--- begin PAGE ---
Speaker
Description
"Data deluge" refers to the situation where the sheer volume of new data generated overwhelms the capacity of institutions to manage it and researchers to use it[1]. Data Deluge is becoming a common problem in industry and big science facilities like the synchrotron laboratory MAX IV and the Large Hadron Collider at CERN[2].
As a novel solution to this problem, a small cross-disciplinary collaboration of researchers has developed a machine learning-based data compression tool called "Baler". Developed as an open-source project[3] and delivered as an easy-to-use pip package[4], the machine learning-based technique of Baler allows researchers to derive lossy compression algorithms tailored to their data sets[5]. This compression method yields substantial data reduction and can compress scientific data to 1% of its original size.
--- end PAGE ---
--- begin DATA ---
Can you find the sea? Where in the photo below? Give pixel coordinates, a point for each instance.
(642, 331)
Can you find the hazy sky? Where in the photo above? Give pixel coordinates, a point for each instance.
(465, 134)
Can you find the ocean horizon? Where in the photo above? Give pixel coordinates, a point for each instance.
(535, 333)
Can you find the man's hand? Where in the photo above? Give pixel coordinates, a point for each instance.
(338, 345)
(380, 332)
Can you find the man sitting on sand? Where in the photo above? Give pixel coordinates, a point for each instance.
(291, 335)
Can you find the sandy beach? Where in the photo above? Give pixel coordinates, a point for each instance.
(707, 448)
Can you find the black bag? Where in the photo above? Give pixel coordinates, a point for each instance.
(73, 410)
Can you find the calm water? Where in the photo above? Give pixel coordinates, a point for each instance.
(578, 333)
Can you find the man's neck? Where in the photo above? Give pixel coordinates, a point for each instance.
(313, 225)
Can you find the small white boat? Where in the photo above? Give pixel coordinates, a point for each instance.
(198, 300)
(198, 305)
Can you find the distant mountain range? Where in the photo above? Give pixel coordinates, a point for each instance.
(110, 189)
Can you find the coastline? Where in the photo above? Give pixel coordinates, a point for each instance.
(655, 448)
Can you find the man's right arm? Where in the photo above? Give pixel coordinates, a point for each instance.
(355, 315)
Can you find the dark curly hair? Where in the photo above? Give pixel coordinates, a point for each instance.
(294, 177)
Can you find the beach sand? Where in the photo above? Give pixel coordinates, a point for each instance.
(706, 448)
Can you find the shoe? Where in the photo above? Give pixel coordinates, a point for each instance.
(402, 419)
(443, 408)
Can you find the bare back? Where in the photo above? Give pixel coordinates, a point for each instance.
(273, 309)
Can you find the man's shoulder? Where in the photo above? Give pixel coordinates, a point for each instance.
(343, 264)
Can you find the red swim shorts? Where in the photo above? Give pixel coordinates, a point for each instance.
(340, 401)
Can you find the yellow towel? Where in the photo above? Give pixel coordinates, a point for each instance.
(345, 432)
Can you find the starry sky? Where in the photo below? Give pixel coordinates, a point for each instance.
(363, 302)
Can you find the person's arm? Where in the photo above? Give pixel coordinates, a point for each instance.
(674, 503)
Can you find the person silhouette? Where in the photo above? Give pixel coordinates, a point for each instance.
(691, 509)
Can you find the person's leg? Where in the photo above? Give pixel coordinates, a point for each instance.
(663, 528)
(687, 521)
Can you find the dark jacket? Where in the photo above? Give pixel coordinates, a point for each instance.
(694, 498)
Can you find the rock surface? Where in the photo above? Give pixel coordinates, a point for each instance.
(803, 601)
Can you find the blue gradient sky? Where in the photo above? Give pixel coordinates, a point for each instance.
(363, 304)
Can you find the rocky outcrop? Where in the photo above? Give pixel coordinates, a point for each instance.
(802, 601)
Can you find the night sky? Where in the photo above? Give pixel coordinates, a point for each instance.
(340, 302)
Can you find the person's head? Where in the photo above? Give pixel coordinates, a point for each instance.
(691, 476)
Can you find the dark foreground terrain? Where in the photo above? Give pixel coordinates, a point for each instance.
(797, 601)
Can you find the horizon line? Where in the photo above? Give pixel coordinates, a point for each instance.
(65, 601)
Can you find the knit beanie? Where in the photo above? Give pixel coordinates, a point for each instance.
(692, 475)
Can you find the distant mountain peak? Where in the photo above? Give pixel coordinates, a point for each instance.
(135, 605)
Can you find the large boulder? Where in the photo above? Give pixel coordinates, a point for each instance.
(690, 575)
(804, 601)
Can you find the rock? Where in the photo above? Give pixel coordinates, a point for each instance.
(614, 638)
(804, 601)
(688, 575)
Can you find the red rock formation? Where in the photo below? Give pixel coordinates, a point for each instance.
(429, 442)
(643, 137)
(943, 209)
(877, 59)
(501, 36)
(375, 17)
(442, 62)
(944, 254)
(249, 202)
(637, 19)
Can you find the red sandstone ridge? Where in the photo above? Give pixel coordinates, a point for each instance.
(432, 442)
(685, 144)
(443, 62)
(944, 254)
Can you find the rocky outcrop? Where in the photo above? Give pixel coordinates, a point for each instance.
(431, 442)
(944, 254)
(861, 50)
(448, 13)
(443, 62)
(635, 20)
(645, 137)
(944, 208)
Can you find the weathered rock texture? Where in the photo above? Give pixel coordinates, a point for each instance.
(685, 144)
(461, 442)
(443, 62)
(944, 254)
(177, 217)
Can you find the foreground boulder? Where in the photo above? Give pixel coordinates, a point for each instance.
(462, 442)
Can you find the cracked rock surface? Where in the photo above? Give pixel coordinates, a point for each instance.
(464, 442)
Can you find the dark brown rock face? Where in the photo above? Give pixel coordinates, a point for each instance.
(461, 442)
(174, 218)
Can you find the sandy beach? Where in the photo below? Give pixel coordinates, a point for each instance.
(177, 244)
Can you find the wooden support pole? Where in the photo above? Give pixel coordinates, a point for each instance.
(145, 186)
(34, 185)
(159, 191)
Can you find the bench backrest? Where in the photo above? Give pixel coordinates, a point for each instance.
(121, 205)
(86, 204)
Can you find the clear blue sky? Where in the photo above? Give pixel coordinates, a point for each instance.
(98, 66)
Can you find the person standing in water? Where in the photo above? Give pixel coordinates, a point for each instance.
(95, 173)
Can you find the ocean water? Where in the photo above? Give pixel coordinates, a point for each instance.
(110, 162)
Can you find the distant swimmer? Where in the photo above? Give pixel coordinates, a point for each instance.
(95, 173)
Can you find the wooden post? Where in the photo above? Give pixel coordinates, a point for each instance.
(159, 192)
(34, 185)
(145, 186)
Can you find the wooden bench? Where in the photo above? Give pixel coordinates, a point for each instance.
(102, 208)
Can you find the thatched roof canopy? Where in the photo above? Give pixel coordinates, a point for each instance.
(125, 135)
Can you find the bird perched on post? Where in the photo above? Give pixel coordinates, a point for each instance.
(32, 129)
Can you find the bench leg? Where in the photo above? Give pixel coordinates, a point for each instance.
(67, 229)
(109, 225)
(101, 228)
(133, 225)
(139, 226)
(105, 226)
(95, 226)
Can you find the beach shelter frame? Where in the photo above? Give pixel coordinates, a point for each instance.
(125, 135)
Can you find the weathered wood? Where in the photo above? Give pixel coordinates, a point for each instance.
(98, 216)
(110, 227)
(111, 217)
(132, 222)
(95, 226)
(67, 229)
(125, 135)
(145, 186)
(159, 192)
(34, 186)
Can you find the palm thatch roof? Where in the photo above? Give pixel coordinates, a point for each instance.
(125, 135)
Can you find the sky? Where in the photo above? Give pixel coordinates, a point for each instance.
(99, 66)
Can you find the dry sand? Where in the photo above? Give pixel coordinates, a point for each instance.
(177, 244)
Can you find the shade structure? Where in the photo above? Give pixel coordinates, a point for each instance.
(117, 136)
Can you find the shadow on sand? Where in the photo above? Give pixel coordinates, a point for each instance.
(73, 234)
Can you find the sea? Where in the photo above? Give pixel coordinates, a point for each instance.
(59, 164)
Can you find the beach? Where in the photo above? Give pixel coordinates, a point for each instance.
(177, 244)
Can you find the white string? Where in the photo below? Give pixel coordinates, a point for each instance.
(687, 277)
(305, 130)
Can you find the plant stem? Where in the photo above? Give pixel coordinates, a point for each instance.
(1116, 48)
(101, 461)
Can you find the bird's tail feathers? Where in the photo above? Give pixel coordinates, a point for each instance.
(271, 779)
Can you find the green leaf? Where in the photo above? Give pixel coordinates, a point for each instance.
--- end DATA ---
**WRITTEN EXERCISE A:**
Edit the records, starting with the line containing "Can you find the sky?" and going on through the end of the records, by replacing "a point for each instance" with "one point per instance" and leaving everything else unchanged, then give those lines again.
**WRITTEN EXERCISE B:**
Pick up the passage about the Baler compression tool after its final sentence and continue it.
The passage about the Baler compression tool and the records have no connection to each other.

**FINAL RESULT A:**
Can you find the sky? Where in the photo above? Give pixel coordinates, one point per instance.
(99, 66)
Can you find the dry sand? Where in the photo above? Give pixel coordinates, one point per instance.
(177, 244)
Can you find the shade structure? Where in the photo above? Give pixel coordinates, one point per instance.
(117, 136)
Can you find the shadow on sand? Where in the photo above? Give pixel coordinates, one point per instance.
(73, 234)
Can you find the sea? Where in the photo above? Give pixel coordinates, one point per instance.
(59, 164)
Can you find the beach? Where in the photo above? Give pixel coordinates, one point per instance.
(177, 244)
Can you find the white string? Where in the photo below? Give pixel coordinates, one point per instance.
(687, 277)
(305, 130)
Can you find the plant stem? Where in the photo above? Give pixel coordinates, one point per instance.
(1116, 48)
(101, 461)
Can you find the bird's tail feathers? Where in the photo above? Give pixel coordinates, one point per instance.
(271, 779)
Can you find the green leaf? Where in the photo above? Give pixel coordinates, one point per instance.

**FINAL RESULT B:**
With recent successes, Baler performed compression and decompression of data on field-programmable gate arrays (FPGAs). This "real-time" compression enables data to be compressed at high rates and transferred in greater amounts over small bandwidths, allowing Baler to extend its reach into the field of bandwidth compression.
This contribution will bring an overview of the Baler software tool and results from Particle Physics, X-ray ptychography, Computational Fluid Dynamics, and Telecommunication.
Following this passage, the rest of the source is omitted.